### DIRECTIONS
Line by line, restate the listing below without any change.

### INPUT MATERIAL
-----

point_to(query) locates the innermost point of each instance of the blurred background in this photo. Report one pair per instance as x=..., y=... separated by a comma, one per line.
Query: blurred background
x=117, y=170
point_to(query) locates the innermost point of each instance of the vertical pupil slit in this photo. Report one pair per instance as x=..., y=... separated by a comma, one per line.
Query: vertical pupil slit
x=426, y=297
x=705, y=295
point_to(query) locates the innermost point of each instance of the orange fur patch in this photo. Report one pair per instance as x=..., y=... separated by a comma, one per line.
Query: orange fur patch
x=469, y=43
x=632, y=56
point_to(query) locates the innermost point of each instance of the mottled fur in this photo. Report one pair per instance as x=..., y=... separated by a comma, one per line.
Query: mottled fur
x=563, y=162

-----

### RESULT BELOW
point_to(query) locates the innermost point of each instance of the blurred background in this photo. Report one pair per instance as x=..., y=... separated by a comma, one per line.
Query: blurred background
x=117, y=170
point_to(query) locates the innermost point of each instance of the vertical pupil slit in this photo. Report one pair per instance as x=..., y=... separated by a comma, one per line.
Query: vertical pupil slit
x=426, y=297
x=705, y=295
point_to(query) locates the innermost point of each instance of the orange fur patch in this photo. Report one pair per instance as x=..., y=... separated by a comma, one per line.
Query: orange fur patch
x=469, y=43
x=632, y=56
point_to(query) locates the innermost point of each instance of the mottled fur in this photo. Report one pair per instance as x=..., y=... separated by a comma, one per line.
Query: mottled fur
x=563, y=162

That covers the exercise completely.